- [EXERCISE DIRECTIONS] Begin with the line where "Identify every instance of the grey" appears. Set down that line and the rest of the records below it exactly as given.

--- GIVEN DATA Enclosed Below ---

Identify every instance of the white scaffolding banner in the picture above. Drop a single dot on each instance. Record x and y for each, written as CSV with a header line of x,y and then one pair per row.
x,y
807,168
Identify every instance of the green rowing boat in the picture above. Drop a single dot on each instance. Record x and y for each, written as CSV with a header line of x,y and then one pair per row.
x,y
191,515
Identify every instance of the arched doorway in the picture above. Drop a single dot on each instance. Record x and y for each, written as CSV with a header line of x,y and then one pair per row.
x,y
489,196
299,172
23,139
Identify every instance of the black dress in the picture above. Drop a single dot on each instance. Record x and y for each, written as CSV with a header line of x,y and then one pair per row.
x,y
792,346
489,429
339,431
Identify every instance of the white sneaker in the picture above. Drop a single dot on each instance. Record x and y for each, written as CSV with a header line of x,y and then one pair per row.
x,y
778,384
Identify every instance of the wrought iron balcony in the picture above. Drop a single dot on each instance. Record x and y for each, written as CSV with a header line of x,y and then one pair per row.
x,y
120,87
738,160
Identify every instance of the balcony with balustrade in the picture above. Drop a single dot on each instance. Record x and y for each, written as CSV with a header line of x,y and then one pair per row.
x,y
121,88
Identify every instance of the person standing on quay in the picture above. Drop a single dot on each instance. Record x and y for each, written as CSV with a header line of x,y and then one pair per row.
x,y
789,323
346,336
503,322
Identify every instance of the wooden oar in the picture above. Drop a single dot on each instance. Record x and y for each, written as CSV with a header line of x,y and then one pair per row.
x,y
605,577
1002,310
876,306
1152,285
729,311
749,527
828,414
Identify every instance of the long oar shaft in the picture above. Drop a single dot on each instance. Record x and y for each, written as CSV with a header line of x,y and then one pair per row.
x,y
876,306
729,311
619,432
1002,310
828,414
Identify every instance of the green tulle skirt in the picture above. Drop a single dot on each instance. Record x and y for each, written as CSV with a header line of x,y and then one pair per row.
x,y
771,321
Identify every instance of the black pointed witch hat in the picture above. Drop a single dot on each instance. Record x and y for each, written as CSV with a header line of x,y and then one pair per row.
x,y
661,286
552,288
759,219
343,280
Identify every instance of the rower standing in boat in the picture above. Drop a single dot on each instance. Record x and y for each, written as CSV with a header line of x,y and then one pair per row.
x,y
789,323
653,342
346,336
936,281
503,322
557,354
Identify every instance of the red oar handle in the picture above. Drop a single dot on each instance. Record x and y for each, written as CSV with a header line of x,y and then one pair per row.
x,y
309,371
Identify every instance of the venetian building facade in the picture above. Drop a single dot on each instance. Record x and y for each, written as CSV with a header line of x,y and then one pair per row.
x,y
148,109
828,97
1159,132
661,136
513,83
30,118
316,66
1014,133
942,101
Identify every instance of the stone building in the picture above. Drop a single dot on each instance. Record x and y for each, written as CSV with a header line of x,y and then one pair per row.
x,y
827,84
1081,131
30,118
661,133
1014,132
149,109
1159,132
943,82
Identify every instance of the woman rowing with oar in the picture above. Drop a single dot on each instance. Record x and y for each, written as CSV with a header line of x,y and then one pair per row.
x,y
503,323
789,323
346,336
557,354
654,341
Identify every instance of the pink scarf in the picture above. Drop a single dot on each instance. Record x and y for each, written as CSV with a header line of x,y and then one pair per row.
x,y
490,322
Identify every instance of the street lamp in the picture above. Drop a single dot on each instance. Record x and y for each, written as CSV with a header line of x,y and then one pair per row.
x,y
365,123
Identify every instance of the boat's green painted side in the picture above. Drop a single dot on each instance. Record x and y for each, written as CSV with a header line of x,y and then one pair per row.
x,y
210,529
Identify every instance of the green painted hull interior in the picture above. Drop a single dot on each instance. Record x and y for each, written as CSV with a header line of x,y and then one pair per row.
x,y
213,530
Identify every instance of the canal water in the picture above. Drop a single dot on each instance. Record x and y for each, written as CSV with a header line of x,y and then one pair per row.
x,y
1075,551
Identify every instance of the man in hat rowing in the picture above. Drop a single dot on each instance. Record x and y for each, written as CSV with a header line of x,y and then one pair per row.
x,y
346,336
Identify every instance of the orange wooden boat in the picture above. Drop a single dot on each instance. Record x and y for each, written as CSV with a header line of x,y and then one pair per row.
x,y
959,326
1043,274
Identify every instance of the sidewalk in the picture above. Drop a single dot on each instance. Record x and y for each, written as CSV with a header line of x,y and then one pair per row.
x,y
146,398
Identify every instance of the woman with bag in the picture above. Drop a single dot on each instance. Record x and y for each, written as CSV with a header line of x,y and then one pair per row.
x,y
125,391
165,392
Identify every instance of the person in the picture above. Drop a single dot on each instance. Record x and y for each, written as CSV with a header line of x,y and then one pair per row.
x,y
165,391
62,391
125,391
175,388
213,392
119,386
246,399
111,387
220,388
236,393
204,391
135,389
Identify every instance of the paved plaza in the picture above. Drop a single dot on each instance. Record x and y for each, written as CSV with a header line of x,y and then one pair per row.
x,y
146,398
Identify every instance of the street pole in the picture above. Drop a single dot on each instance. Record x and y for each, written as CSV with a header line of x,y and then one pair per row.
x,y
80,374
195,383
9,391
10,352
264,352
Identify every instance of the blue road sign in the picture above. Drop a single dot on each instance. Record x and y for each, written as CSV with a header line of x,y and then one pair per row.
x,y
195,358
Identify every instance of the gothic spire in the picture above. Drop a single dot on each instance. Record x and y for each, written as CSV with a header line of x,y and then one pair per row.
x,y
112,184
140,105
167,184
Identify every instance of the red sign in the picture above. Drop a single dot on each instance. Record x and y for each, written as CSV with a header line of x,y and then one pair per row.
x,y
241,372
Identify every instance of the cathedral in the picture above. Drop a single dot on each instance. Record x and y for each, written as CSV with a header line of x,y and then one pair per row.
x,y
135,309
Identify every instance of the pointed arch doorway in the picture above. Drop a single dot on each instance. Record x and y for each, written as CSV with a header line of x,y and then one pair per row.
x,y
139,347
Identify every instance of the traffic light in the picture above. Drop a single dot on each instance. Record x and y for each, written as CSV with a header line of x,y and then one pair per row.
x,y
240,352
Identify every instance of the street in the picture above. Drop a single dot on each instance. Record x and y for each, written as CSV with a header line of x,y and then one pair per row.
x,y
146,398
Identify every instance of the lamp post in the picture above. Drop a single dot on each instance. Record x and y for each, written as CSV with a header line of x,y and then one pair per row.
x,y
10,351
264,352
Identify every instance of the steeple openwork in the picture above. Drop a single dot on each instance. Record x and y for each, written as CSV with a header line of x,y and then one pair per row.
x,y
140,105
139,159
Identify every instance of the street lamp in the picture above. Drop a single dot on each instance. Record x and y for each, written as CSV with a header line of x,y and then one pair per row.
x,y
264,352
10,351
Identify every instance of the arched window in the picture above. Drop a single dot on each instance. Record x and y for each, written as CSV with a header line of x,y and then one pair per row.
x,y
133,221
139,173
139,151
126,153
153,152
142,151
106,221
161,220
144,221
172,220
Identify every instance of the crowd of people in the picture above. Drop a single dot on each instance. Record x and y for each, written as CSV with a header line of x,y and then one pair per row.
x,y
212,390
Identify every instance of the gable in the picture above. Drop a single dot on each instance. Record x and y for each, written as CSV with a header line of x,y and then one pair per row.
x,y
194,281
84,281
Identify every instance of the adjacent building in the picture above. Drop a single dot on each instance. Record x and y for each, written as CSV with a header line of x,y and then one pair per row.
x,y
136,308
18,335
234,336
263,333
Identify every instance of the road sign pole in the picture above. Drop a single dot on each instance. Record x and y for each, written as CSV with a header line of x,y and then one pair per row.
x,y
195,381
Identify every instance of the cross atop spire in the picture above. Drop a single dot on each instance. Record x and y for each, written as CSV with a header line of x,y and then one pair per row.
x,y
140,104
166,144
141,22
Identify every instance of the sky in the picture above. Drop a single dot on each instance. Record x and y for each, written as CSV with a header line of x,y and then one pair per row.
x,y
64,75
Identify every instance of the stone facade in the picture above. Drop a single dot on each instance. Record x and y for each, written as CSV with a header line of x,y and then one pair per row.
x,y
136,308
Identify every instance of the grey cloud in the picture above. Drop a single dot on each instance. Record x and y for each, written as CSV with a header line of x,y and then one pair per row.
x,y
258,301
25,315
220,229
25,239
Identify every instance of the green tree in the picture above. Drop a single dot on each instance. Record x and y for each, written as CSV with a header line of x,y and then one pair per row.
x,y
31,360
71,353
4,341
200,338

--- End of Enclosed GIVEN DATA ---

- [REPLY]
Identify every instance of the grey cloud in the picture above. Drop a single dot on each instance. Record x and y for each, written as CSV with a header line of x,y and then one pair per row.
x,y
258,301
25,315
220,229
25,239
Identify every instance of the green tree in the picture above. Drop a single dot on each instance. Record x and y for each, written as CSV with a header line of x,y and then one pair per row.
x,y
31,360
71,353
4,341
200,338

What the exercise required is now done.